RECORDS SHOWN:
##############################
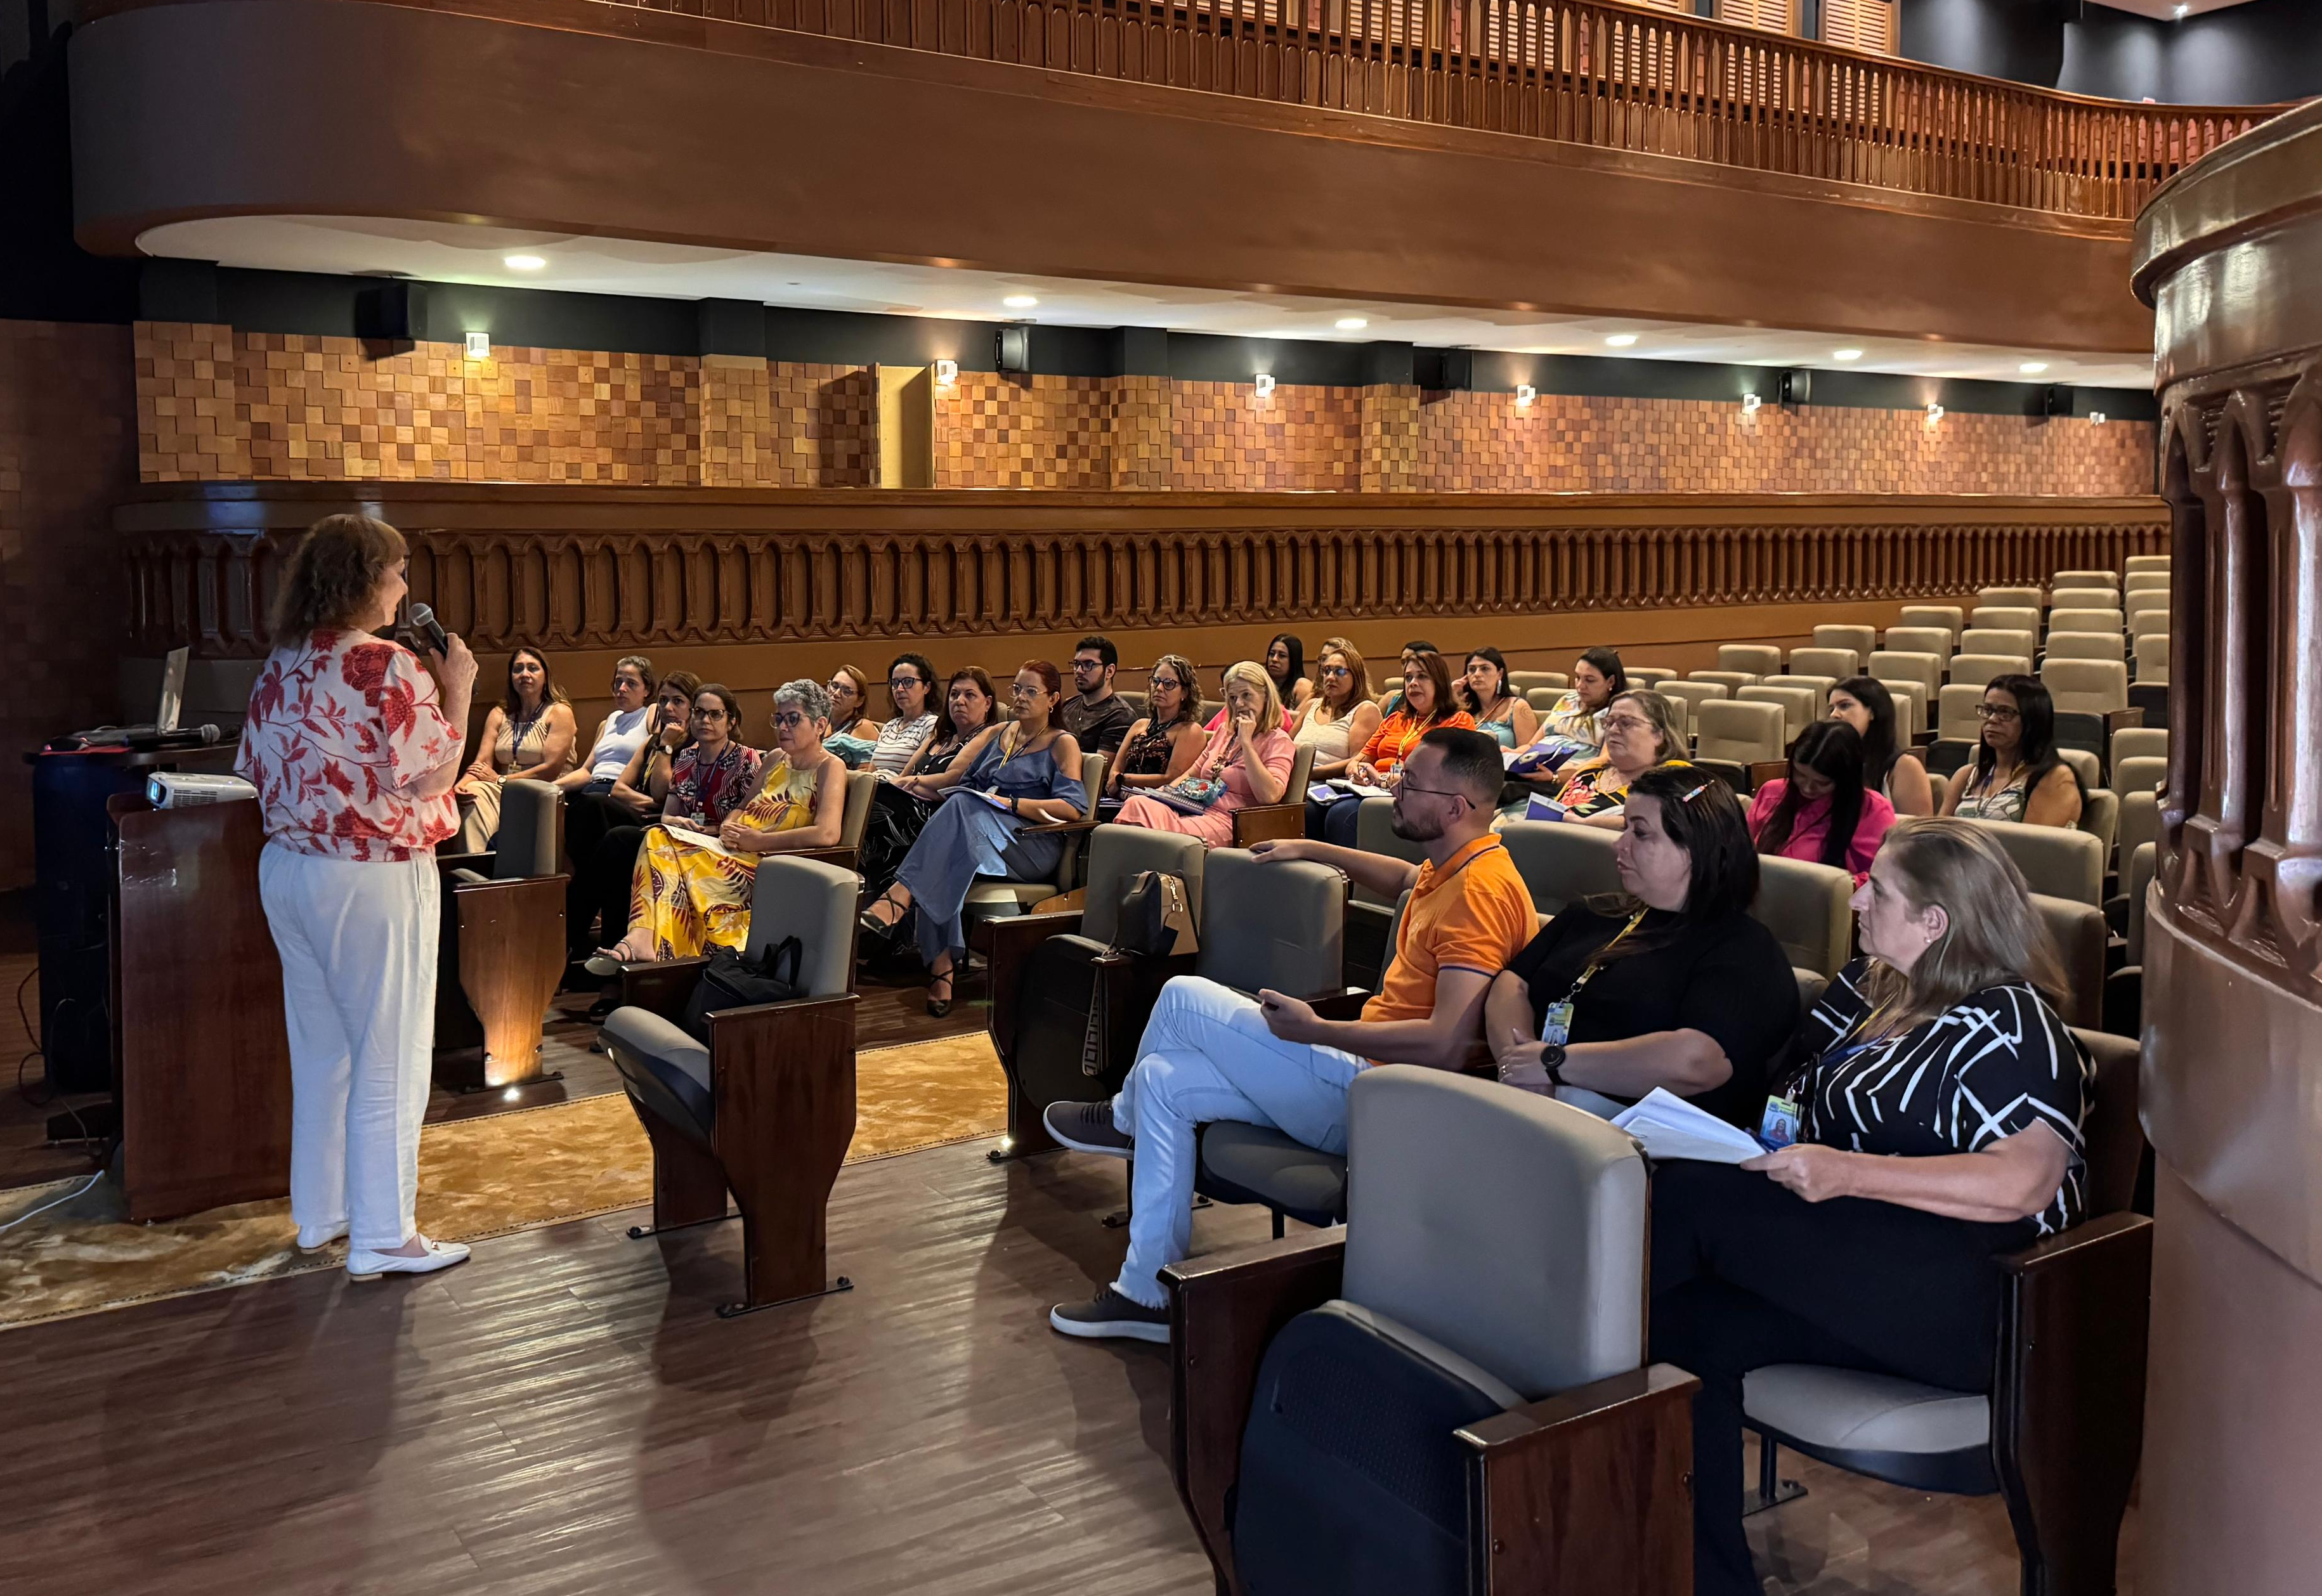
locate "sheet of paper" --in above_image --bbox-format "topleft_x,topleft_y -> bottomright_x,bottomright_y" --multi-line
1610,1088 -> 1768,1164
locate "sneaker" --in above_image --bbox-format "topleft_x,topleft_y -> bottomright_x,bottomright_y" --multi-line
1044,1099 -> 1133,1158
347,1235 -> 471,1282
1049,1287 -> 1170,1344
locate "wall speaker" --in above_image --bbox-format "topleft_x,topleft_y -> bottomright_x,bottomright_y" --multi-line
2042,384 -> 2071,418
1780,368 -> 1812,407
355,280 -> 427,342
995,326 -> 1031,374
##############################
Would you output the data above exactly as written, but with no images?

locate "sheet of paper" --in above_image --bbox-format "topleft_x,topleft_y -> bottomright_x,bottomright_y" --multi-line
1610,1088 -> 1768,1164
locate "sneaker" --in above_image --bbox-format "topleft_x,topleft_y -> bottomright_x,bottomright_y" --multi-line
1044,1099 -> 1133,1158
347,1235 -> 471,1282
1049,1287 -> 1170,1344
locate "wall speaker" --in above_image --bbox-format "topleft_x,topleft_y -> bottomright_x,bottomright_y" --multi-line
2042,384 -> 2071,418
1780,368 -> 1812,407
355,280 -> 427,342
995,326 -> 1031,374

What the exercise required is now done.